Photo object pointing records
★ ★ ★ ★ ★ ★ ★
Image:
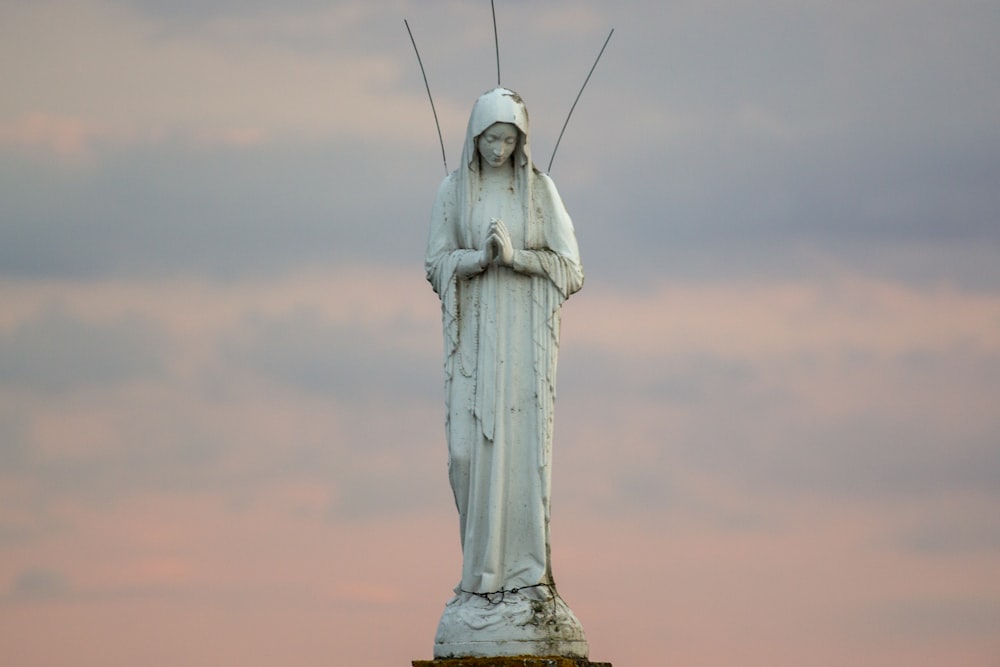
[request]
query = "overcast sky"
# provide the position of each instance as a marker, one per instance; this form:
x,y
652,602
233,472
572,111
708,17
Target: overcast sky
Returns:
x,y
777,436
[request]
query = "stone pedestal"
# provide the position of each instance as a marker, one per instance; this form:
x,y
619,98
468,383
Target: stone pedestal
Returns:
x,y
511,661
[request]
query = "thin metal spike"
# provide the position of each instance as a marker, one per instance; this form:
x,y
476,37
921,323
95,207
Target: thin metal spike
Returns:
x,y
496,38
431,98
570,114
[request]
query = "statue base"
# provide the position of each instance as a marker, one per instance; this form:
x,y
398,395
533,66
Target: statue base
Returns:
x,y
515,625
511,661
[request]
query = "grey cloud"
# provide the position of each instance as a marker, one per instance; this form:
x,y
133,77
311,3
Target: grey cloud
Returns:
x,y
39,584
57,352
347,360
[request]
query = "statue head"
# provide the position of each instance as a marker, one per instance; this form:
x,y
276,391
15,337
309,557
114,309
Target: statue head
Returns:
x,y
496,116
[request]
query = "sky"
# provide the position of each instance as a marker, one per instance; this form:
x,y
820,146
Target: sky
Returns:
x,y
777,435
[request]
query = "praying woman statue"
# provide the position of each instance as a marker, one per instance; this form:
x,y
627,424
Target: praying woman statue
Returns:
x,y
502,257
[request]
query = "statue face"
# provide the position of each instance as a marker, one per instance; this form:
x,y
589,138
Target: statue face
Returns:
x,y
497,143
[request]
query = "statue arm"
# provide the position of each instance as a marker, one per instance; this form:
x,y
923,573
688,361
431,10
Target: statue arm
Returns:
x,y
559,258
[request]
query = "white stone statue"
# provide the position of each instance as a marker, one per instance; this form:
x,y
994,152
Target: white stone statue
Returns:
x,y
502,256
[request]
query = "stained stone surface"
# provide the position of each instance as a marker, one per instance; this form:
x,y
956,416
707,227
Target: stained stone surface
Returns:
x,y
511,661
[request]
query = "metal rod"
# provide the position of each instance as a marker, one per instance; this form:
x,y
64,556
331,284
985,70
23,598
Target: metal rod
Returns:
x,y
427,86
593,67
496,39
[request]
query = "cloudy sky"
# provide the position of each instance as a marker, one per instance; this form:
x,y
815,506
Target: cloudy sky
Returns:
x,y
221,404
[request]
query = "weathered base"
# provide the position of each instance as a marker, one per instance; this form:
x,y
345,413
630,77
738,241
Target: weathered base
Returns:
x,y
536,623
511,661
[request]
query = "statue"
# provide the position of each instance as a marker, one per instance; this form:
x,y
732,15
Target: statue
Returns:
x,y
502,257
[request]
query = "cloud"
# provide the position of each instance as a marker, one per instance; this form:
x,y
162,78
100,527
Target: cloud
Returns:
x,y
38,584
56,352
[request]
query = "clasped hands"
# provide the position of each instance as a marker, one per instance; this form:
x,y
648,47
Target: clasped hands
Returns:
x,y
498,248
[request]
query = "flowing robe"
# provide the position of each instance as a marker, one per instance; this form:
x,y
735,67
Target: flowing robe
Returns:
x,y
501,336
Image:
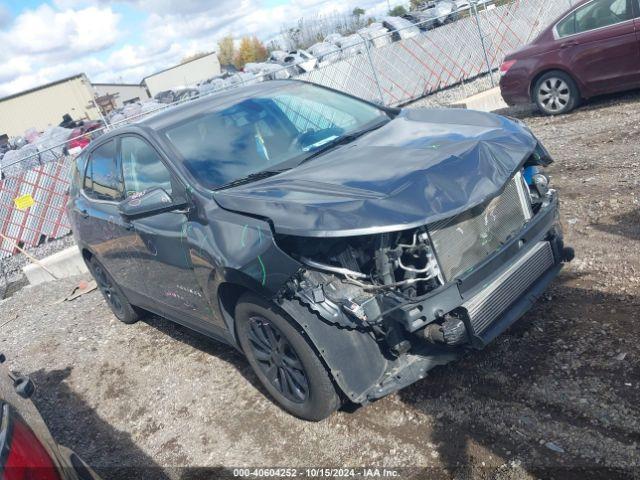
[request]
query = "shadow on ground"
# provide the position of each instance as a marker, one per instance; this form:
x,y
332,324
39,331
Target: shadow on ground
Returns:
x,y
110,452
209,346
625,225
483,405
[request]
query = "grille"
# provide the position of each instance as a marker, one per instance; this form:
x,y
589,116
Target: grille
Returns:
x,y
463,241
491,302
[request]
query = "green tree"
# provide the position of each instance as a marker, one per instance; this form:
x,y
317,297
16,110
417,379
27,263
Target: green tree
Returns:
x,y
226,50
398,11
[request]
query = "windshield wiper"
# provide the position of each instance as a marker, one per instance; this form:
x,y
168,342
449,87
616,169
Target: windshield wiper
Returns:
x,y
341,141
252,177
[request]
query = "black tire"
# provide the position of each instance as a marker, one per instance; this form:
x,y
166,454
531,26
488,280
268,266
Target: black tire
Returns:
x,y
283,360
556,93
120,306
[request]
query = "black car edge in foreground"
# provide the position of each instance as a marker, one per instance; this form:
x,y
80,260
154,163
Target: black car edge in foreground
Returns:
x,y
346,249
27,449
★ ★ ★ ★ ★ ★ ★
§ TASK BRIEF:
Except for the pictures, print the data above exactly.

§ EXERCISE RESULT:
Image:
[request]
query = "overcast sky"
# provide the position of each instance as a marker, one per instance; this form:
x,y
652,602
233,472
572,111
708,17
Target: overcast sky
Returns:
x,y
777,436
[request]
query = "stone pedestal"
# provide the position of each instance as a marker, one per instance; this form:
x,y
619,98
468,383
Target: stone pedestal
Returns:
x,y
511,661
[request]
query = "thin metal spike"
# provide the position of each instance as a marker, one per instance; this form:
x,y
476,37
921,323
95,207
Target: thin metal spike
Returns:
x,y
496,38
431,98
570,114
[request]
query = "statue base"
# provide the position of each instance as a marker, one per instance; this form:
x,y
398,395
533,66
Target: statue base
Returns:
x,y
515,625
511,661
[request]
query = "grey cloud"
# provide the position of each instance as a marker, one per instance; this form:
x,y
133,77
311,3
Target: grey cloud
Returns:
x,y
39,584
57,352
347,360
[request]
query = "statue head"
# provide the position of each instance as a marker, one per instance; this form:
x,y
276,391
15,337
309,557
114,309
Target: statue head
Returns:
x,y
496,116
[request]
query = "sky"
# provide the position of each instance as a marker, one per instance; this form:
x,y
820,146
Target: sky
Returns:
x,y
777,435
[request]
query = "praying woman statue"
# provide the position of each instance as a marker, one per instance; this form:
x,y
627,424
Target: praying woman statue
Returns:
x,y
502,257
[request]
query = "statue face"
# provide the position of each instance as a marker, one per instance; this form:
x,y
589,138
Target: statue face
Returns:
x,y
497,143
[request]
query = "statue arm"
# provide the position of each instance as a marker, one per instance; this form:
x,y
923,573
688,361
431,10
Target: statue arm
Returns:
x,y
559,258
[request]
query = "white stone statue"
# provide the position of each instance as a marker, one per instance; this form:
x,y
994,152
Target: white stone statue
Returns:
x,y
502,256
[request]
query = "stained stone surface"
# provide the position of each instance as a marker, one per instance; this form:
x,y
956,416
707,227
Target: stained stone surface
Returns:
x,y
511,661
[request]
query = "metal rod"
# provide the position of each instance as a marker, one per instance; this form:
x,y
64,556
331,284
985,70
23,598
Target: metal rod
Returns:
x,y
427,86
593,67
496,39
[request]
query = "cloudy sky"
# provide the position of each instance as a marker, one per instance; this form:
x,y
815,506
Target: cloudy sky
Returns:
x,y
221,404
[request]
query = "weathered base"
# provide the position of each instance as a marker, one per instance; this form:
x,y
345,413
630,77
738,241
Target: weathered base
Returns:
x,y
536,623
511,661
[request]
query = "statue"
# provide the position of each instance as a marker, one per instance; this form:
x,y
732,15
Target: statue
Returns:
x,y
502,257
[request]
query = "cloud"
# provide the position of each instance as a marker, one per instance; this form:
x,y
162,78
100,527
Target: cloud
Returns:
x,y
38,584
56,352
[request]
query = "clasped hands"
# provide the position of each instance as a marker, one per instance; this form:
x,y
648,47
Target: clasped hands
Returns:
x,y
498,248
[request]
query = "flowing robe"
# provide the position of each instance as a marker, one per instance; this form:
x,y
735,67
Target: flowing robe
Returns:
x,y
501,336
Image:
[request]
query = "shadow on ground"
# provide the position of each instance as a marker, one per instance; this form:
x,y
332,324
39,331
Target: shadow on ground
Returns:
x,y
110,452
209,346
625,225
483,405
[request]
query = "grille"
# provide the position of each instance as a marker, one per instance; this form:
x,y
589,116
Target: grille
Returns:
x,y
463,241
491,302
[request]
query = "green tree"
# provide the position of each instance as a marker, one per instance; this form:
x,y
317,297
16,110
417,379
27,263
Target: green tree
Returns:
x,y
226,50
398,11
[request]
query = "windshield wiper"
# provide the position of each instance as a marker, one per instance; this form:
x,y
168,342
449,87
616,169
Target: windshield wiper
Returns:
x,y
341,141
252,177
[request]
query = "black tire"
# provide the position of each instance as a marker, one per instance; this form:
x,y
166,454
531,26
488,280
268,266
Target: black tire
Returns:
x,y
283,360
556,93
120,306
[request]
query = "black car edge in foreground"
# provide the position of each instance as a marker, one per instance; this form:
x,y
80,260
154,163
Target: black car edge in foreground
Returns:
x,y
346,249
27,449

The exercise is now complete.